*DIRECTIONS FOR THIS TASK*: Would you retype each of the entries below, copying every line word for word and character for character?

:: EXERCISE MATERIALS

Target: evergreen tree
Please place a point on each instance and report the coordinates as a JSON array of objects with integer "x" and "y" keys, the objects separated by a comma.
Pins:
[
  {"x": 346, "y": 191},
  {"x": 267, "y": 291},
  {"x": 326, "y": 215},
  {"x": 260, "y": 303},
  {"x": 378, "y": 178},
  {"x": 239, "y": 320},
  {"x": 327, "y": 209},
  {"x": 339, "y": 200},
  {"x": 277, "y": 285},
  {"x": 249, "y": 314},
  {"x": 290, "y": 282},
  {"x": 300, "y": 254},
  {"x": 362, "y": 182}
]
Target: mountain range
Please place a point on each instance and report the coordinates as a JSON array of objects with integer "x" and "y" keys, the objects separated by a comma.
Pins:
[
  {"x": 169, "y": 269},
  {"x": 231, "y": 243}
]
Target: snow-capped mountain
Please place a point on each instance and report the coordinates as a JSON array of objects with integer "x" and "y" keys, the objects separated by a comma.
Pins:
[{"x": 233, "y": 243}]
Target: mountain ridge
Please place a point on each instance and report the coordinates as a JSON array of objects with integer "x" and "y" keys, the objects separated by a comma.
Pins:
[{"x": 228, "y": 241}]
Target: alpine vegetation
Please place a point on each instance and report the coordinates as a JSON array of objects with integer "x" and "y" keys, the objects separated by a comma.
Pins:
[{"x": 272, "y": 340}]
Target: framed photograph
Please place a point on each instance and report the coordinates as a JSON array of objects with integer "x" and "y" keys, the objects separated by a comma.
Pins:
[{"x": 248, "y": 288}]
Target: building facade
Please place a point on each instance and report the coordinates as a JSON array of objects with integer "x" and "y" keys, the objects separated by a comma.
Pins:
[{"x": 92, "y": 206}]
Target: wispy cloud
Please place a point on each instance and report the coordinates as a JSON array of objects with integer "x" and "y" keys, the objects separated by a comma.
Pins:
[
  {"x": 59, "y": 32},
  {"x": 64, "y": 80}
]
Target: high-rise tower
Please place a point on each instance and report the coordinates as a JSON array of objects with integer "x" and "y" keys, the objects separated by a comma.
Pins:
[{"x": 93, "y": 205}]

::::

*ANSWER TO THE TASK*:
Target: evergreen tree
Please place a point on each instance and report the coordinates as a JSON array of objects with integer "x" and "y" keys, the objects separated by a comma.
Pins:
[
  {"x": 346, "y": 191},
  {"x": 267, "y": 291},
  {"x": 326, "y": 215},
  {"x": 260, "y": 303},
  {"x": 378, "y": 178},
  {"x": 239, "y": 320},
  {"x": 327, "y": 209},
  {"x": 339, "y": 200},
  {"x": 277, "y": 285},
  {"x": 249, "y": 314},
  {"x": 290, "y": 282},
  {"x": 300, "y": 254},
  {"x": 362, "y": 182}
]
Target: mountain range
Please place a point on each instance and report the coordinates as a JSON array of objects with integer "x" and "y" keys, the objects separated by a comma.
Pins:
[
  {"x": 169, "y": 269},
  {"x": 231, "y": 243}
]
Target: snow-capped mountain
Please place a point on each instance and report the coordinates as a JSON array of objects with integer "x" and "y" keys, the objects separated by a comma.
Pins:
[{"x": 233, "y": 243}]
Target: mountain ridge
Please place a point on each instance and report the coordinates as a JSON array of objects with integer "x" and "y" keys, the objects separated by a comma.
Pins:
[{"x": 228, "y": 241}]
Target: alpine vegetation
Please place a point on each instance and report the coordinates as a JSON array of objects with integer "x" and "y" keys, the objects separated by a comma.
Pins:
[{"x": 272, "y": 340}]
Target: framed photograph
Please place a point on each instance and report the coordinates as a JSON array of objects with integer "x" and "y" keys, the objects separated by a comma.
Pins:
[{"x": 248, "y": 288}]
Target: building facade
Please place a point on each instance and report the coordinates as a JSON array of objects with integer "x" and "y" keys, the objects separated by a comma.
Pins:
[{"x": 92, "y": 206}]
Target: wispy cloud
Please place a point on each instance and report the coordinates as a JSON array of objects with integer "x" and "y" keys, the objects separated by a comma.
Pins:
[
  {"x": 59, "y": 32},
  {"x": 64, "y": 80}
]
Target: high-rise tower
Please place a point on each instance and report the coordinates as a JSON array of objects with integer "x" and "y" keys, the objects separated by a comma.
Pins:
[{"x": 93, "y": 205}]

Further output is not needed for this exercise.